That is fine, but I think you haven't given a single reason or example as to how iTunes is hampered by Windows, nor did you address my compliants about the management of the music folder. Furthermore I find your "oh, if you only knew the power of smart playlists" stuff a bit condescending. I use smart playlists all the time, but, again, the features of smart playlists are limited. Set me up a smart playlist to break out which account was used to purchase which iTMS song. You can't do it. Why not? The data is right there. As you said, we are way OT here, but I can list many more shortcomings in iTunes. I think your "Windows hampers iTunes" statement is unfounded and simplistic.


----------



## SpankyInChicago (May 13, 2005)

cheer said:


> It won't automatically add music files added to directories that I've previously added to iTunes, so if I add new files, I have to manually add them (or re-add the directory, I suppose). Since I have multiple people getting music from a centralized source, I have to keep a "music log" file updated so people know what has been added, and everyone has to remember the last time they updated their libraries so they know what to add


Ha. Exactly what I was saying. Glad I am not the only one.


----------



## cheer (Nov 13, 2005)

Information supplied:
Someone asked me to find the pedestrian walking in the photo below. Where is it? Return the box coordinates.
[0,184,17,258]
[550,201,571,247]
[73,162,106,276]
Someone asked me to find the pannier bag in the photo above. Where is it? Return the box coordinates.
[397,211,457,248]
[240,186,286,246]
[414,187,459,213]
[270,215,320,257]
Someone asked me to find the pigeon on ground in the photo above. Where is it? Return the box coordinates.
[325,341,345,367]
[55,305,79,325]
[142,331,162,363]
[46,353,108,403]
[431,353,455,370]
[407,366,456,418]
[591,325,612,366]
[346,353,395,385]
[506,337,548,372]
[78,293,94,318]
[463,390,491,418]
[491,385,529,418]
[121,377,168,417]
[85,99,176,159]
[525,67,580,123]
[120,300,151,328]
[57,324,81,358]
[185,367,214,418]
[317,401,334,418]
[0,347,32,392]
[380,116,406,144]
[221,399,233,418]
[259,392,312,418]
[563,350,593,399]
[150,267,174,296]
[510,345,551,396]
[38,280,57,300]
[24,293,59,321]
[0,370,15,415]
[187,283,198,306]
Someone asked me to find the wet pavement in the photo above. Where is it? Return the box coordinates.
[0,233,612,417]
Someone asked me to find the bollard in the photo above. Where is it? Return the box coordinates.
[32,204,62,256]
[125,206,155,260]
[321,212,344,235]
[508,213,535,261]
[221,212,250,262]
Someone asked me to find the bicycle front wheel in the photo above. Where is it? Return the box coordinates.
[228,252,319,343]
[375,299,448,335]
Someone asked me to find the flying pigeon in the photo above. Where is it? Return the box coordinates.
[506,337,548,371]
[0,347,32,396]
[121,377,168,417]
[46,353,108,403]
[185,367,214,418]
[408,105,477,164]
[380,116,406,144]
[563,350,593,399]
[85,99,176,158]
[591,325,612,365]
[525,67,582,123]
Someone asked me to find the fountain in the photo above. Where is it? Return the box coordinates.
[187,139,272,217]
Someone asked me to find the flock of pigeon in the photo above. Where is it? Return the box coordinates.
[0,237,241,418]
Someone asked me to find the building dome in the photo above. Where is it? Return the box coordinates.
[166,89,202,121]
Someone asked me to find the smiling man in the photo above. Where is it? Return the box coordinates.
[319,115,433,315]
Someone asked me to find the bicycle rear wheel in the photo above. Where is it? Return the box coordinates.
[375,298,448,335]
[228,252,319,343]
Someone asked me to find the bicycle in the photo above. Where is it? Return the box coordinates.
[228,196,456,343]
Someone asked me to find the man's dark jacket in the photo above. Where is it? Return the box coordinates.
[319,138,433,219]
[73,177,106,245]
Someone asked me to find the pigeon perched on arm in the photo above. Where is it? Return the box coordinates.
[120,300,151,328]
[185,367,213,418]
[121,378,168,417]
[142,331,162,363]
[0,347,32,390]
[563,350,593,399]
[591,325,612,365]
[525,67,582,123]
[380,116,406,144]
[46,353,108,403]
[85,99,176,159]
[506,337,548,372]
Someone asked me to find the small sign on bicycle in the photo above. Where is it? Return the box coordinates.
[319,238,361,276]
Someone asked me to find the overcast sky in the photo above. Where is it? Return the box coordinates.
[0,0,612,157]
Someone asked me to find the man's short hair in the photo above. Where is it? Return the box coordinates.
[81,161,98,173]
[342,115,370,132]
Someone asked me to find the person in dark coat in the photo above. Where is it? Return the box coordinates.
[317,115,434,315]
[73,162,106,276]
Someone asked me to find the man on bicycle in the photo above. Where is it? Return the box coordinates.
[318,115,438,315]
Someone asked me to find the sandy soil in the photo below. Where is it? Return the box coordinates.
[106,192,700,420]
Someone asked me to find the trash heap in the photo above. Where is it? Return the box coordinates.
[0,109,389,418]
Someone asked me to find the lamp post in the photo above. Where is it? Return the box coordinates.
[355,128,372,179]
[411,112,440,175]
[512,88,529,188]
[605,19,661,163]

Exercises to complete:
1) According to the iTunes forum thread, what kind of smart playlist does the first post say cannot be set up?
2) Reproduce word for word the part of the iTunes forum thread starting with "That is fine, but" and going on through "(May 13, 2005)".
3) List every phrase that appears inside double quotation marks in the iTunes forum thread.

Final answers:
1) A smart playlist that breaks out which account was used to purchase which iTMS song.

2)
That is fine, but I think you haven't given a single reason or example as to how iTunes is hampered by Windows, nor did you address my compliants about the management of the music folder. Furthermore I find your "oh, if you only knew the power of smart playlists" stuff a bit condescending. I use smart playlists all the time, but, again, the features of smart playlists are limited. Set me up a smart playlist to break out which account was used to purchase which iTMS song. You can't do it. Why not? The data is right there. As you said, we are way OT here, but I can list many more shortcomings in iTunes. I think your "Windows hampers iTunes" statement is unfounded and simplistic.


----------



## SpankyInChicago (May 13, 2005)

3)
oh, if you only knew the power of smart playlists
Windows hampers iTunes
music log